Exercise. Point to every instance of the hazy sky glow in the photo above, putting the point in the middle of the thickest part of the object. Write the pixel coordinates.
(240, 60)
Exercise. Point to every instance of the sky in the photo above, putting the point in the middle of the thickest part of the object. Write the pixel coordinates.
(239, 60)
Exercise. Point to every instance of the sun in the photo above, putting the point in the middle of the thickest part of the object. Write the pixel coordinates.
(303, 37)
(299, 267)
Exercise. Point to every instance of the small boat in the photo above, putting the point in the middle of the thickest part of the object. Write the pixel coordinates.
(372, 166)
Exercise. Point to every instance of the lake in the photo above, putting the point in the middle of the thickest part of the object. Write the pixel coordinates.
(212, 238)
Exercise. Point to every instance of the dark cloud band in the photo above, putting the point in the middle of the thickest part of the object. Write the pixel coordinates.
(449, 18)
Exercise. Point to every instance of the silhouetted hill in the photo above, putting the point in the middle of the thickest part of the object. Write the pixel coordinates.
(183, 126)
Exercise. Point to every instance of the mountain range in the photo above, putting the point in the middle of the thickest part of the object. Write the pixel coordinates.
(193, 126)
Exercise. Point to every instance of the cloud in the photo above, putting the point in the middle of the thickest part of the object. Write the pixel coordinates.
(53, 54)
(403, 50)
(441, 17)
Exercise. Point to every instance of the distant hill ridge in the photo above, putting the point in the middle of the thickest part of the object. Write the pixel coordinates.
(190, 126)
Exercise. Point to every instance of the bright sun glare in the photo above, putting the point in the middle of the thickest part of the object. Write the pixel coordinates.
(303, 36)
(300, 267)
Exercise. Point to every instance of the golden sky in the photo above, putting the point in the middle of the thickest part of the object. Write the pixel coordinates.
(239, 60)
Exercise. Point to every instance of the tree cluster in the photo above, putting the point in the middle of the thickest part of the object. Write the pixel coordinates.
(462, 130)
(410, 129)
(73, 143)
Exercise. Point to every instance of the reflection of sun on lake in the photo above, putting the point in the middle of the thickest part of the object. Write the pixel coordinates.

## AIM OF THE TASK
Repeat the records above exactly as they appear.

## TASK SOLUTION
Exercise. Point to every instance of the hazy sky glow in the photo above, putting the point in the middle of the thickest part of the object. Write the pixel coordinates.
(240, 60)
Exercise. Point to every instance of the sky in the photo above, putting the point in the middle of the thickest part of the object. Write the pixel coordinates.
(239, 60)
Exercise. Point to every instance of the sun in the photo above, putting the point in the middle of the thickest part of the object. Write the pixel coordinates.
(303, 37)
(299, 267)
Exercise. Point to every instance of the small boat in the photo above, putting the point in the middle of the thickest part of the object. Write the pixel coordinates.
(372, 166)
Exercise. Point to every instance of the lake in the photo above, putting the point in the middle of the thickest part of the object. Write the pixel coordinates.
(212, 238)
Exercise. Point to every instance of the dark cloud band in the photo above, putting the point in the middle of the thickest part of the object. Write the pixel coordinates.
(449, 18)
Exercise. Point to every instance of the silhouetted hill in the photo above, putting the point in the middle of the thickest part of the object. Write the pixel coordinates.
(183, 126)
Exercise. Point to every instance of the mountain range in the photo above, putting the point in the middle of the thickest part of the object. Write the pixel coordinates.
(193, 126)
Exercise. Point to every instance of the cloud in the photo above, putting the point in the middle of the thickest part of the object. Write the pixel coordinates.
(53, 54)
(403, 50)
(441, 17)
Exercise. Point to every instance of the distant hill ridge in the photo above, putting the point in the middle of the thickest part of the object. Write the pixel coordinates.
(190, 126)
Exercise. Point to every instance of the bright sun glare in the photo above, putting the point in the middle of the thickest part of the object. Write the pixel coordinates.
(303, 36)
(300, 267)
Exercise. Point to every instance of the golden sky in the photo above, putting the point in the middle of the thickest part of the object. Write the pixel coordinates.
(239, 60)
Exercise. Point to every instance of the tree cluster in the photo above, putting the point in the middle of the thickest part of the object. Write the pixel coordinates.
(462, 130)
(410, 129)
(73, 143)
Exercise. Point to every instance of the reflection of sun on lake in the photo above, putting the point in the middle of the thickest part of the object. Write the pixel coordinates.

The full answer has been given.